PDF

Scanned PDF Has No Searchable Text: How to OCR It

A scanned PDF where you can’t select text or search isn’t corrupted — it’s an image-only PDF, which is exactly what most scanners produce by default. Each page is a picture of the document, with no underlying text data for the reader to find. The fix is OCR (optical character recognition): a process that looks at the image, identifies the text, and adds an invisible text layer behind it. Once OCR is applied, text becomes selectable, copyable, and searchable.

Quick fix

The free tool OCRmyPDF handles this in one command. It uses Tesseract internally and produces a searchable PDF without changing the visual appearance of the original.

Install it (one-time setup):

# macOS with Homebrew
brew install ocrmypdf

# Ubuntu / Debian
sudo apt install ocrmypdf

# Windows or any platform with Python
pip install ocrmypdf

Then OCR the file:

ocrmypdf input.pdf output.pdf

That’s it. Open output.pdf and you’ll find selectable, searchable text. The original input.pdf is untouched.

If you have Adobe Acrobat Pro installed (note: not the free Acrobat Reader, which doesn’t include OCR), use it directly: open the PDF, then Tools > Scan & OCR > Recognize Text > In This File. Acrobat performs OCR using Adobe’s own engine and updates the file in place.

If that didn’t work

For non-English documents, specify the language. OCRmyPDF defaults to English; OCR quality on non-English text without the language flag is poor.

**OBJECTIVES**
- 1) Answer these questions from the page on OCR for scanned PDFs, one line each:
(a) What does OCRmyPDF use internally?
(b) What happens to input.pdf when the OCR command is run?
(c) Which language does OCRmyPDF use by default?
- 2) Write the next part of the page on OCR for scanned PDFs, starting right after its last sentence.

**SOURCE MATERIAL**
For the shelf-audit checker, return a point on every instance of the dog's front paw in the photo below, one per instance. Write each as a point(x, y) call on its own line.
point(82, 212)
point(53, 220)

**RESPONSES FOR EACH TASK**
- 1)
(a) Tesseract.
(b) It is left untouched.
(c) English.

- 2)
ocrmypdf --language fra input.pdf output.pdf      # French
ocrmypdf --language deu input.pdf output.pdf      # German
ocrmypdf --language jpn input.pdf output.pdf      # Japanese

The full list of language codes is available via tesseract --list-langs. You may need to install additional Tesseract language packs:

sudo apt install tesseract-ocr-fra
brew install tesseract-lang

For low-quality scans where the text is faint, skewed, or noisy, add image-processing flags:

ocrmypdf --deskew --rotate-pages input.pdf output.pdf

--deskew corrects pages scanned at a slight angle. --rotate-pages detects pages scanned upside-down or sideways and rotates them. Both improve OCR accuracy at the cost of some processing time. The --clean flag invokes unpaper to remove background noise before OCR; install unpaper separately if you want to use it.

If a PDF already has some OCR text — perhaps poor-quality OCR from earlier software — and you want to redo it:

ocrmypdf --redo-ocr input.pdf output.pdf

This strips existing OCR text and applies fresh OCR using current Tesseract.

Advanced recovery

For one-off scanned PDFs where installing tools isn’t worth the trouble, Google Drive performs OCR for free. Upload the PDF to Drive, right-click it, choose Open with > Google Docs. Google Docs runs OCR during the open and produces a Doc containing the recognized text. You can then copy the text or save the Doc as a new PDF that includes the OCR layer. This is fast and effective; the trade-off is that you’ve uploaded the document to Google’s servers, so don’t use it for sensitive material.

For scans where each page is a separate image file (JPEG, PNG, TIFF) rather than already a PDF, combine them first:

img2pdf page1.jpg page2.jpg page3.jpg -o combined.pdf
ocrmypdf combined.pdf searchable.pdf

img2pdf is recommended over Ghostscript or ImageMagick for image-to-PDF conversion because it preserves image quality without re-encoding.

For batch processing of many scanned PDFs at once:

for f in *.pdf; do ocrmypdf "$f" "ocr-$f"; done

This runs sequentially. OCRmyPDF is already multi-threaded internally, so excessive parallelism doesn’t help much.

Why this happens

Scanners produce PDFs in two fundamentally different ways. The default and simpler mode is image-only PDF: each page is a JPEG, PNG, or TIFF image embedded inside a PDF wrapper. The PDF file knows what the page looks like but has no information about the text on the page. Search returns nothing because there is nothing to search.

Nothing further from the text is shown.